Dataset entries:
#####

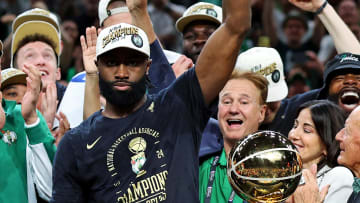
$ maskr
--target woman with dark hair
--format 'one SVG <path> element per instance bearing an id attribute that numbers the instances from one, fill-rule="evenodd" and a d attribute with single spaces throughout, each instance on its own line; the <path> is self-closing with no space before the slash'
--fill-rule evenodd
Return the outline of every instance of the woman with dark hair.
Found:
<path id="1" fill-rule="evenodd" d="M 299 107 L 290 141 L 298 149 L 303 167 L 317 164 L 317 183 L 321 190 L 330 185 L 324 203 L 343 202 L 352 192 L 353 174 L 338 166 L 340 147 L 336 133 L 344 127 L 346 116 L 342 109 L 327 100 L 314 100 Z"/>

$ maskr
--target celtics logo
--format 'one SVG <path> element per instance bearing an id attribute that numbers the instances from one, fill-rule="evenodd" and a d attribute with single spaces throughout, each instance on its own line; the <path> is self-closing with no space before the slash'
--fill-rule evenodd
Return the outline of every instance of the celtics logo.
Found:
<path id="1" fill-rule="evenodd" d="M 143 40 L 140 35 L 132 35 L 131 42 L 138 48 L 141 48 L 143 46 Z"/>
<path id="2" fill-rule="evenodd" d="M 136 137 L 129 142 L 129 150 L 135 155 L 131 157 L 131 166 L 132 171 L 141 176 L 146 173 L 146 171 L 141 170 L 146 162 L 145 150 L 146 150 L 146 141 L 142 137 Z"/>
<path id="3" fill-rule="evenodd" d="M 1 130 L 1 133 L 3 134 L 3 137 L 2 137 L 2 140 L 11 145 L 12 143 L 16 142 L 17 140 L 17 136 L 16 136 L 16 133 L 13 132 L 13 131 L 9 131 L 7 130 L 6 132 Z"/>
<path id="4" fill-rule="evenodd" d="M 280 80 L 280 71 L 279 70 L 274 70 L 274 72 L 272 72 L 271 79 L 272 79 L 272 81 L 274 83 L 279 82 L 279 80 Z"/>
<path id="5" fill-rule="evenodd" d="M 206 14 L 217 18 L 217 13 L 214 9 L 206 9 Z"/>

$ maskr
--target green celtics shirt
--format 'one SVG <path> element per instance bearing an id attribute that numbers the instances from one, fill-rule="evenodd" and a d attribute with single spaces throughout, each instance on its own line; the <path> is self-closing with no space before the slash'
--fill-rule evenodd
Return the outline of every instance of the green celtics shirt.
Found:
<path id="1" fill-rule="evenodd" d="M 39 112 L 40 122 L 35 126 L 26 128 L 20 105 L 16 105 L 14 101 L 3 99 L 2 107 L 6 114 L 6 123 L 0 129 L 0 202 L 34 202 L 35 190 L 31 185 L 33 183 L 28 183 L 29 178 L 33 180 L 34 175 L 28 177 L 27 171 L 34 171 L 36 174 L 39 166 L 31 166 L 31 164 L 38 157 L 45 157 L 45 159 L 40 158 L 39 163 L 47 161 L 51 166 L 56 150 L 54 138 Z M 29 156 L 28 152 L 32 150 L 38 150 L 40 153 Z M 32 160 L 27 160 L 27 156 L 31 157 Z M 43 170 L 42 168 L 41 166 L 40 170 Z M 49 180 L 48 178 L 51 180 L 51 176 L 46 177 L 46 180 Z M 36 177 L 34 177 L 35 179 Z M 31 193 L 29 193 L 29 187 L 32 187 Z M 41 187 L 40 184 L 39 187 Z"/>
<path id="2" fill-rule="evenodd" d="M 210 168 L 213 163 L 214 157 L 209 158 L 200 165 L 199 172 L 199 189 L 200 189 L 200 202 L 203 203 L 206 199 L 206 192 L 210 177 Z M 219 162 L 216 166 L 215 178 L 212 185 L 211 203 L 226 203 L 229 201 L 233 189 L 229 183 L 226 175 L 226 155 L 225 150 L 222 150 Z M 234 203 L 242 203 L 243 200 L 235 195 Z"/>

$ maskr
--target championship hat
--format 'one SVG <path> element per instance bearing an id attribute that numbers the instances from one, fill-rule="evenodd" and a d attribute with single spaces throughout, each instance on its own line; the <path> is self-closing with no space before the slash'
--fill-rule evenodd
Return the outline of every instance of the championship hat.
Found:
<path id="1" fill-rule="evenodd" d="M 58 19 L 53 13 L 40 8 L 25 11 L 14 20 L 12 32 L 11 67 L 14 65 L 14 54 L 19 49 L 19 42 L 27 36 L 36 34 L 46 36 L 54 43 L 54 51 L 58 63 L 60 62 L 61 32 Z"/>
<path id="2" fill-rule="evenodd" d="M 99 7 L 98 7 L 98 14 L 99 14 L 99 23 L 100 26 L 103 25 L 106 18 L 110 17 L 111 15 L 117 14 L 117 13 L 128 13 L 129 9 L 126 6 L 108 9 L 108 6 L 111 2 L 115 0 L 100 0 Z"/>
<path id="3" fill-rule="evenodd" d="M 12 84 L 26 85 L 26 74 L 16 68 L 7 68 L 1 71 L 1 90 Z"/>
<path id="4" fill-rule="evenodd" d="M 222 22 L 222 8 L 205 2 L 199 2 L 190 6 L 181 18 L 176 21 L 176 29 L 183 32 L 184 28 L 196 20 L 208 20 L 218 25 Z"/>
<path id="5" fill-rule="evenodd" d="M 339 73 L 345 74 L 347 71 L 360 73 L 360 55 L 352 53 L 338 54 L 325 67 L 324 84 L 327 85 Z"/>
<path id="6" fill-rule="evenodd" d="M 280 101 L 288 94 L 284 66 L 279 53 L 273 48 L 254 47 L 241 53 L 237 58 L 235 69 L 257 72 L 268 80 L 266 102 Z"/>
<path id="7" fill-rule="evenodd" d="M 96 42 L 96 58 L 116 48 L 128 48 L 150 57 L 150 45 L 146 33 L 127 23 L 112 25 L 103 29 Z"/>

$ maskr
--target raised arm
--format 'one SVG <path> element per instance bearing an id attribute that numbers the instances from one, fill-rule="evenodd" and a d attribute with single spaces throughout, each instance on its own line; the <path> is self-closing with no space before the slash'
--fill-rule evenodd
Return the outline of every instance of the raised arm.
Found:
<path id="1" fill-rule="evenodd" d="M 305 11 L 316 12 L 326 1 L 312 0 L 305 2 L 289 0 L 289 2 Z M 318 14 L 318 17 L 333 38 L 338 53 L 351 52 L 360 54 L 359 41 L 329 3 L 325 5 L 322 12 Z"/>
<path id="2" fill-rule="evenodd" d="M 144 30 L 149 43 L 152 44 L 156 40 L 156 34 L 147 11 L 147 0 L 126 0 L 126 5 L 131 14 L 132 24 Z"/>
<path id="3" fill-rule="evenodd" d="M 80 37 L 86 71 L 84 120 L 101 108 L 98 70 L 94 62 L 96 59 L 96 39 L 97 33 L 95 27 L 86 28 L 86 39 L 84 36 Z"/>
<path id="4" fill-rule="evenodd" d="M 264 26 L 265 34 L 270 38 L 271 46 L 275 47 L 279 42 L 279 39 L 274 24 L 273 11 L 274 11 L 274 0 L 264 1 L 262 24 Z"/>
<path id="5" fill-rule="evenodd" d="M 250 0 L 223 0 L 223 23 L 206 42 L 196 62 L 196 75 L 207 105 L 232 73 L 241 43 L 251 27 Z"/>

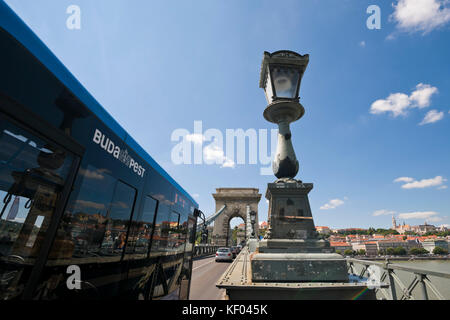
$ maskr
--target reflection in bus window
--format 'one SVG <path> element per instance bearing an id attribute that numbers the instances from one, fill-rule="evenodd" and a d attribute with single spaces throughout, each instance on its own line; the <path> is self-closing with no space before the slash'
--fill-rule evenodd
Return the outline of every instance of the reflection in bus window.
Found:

#####

Problem statement » Print exactly the lines that run from the line containing "--target reflection in bus window" to the end of the data, both ends included.

Task response »
--target reflection in bus window
--format 'one SVG <path> element per instance bearing an id attribute that numbers the instances from one, fill-rule="evenodd" and a d attribute with single spaces throughout, each instance on its own line; the <path> is self-closing with no space before the slash'
--fill-rule evenodd
Return the outline of every instance of the reflection in bus window.
Found:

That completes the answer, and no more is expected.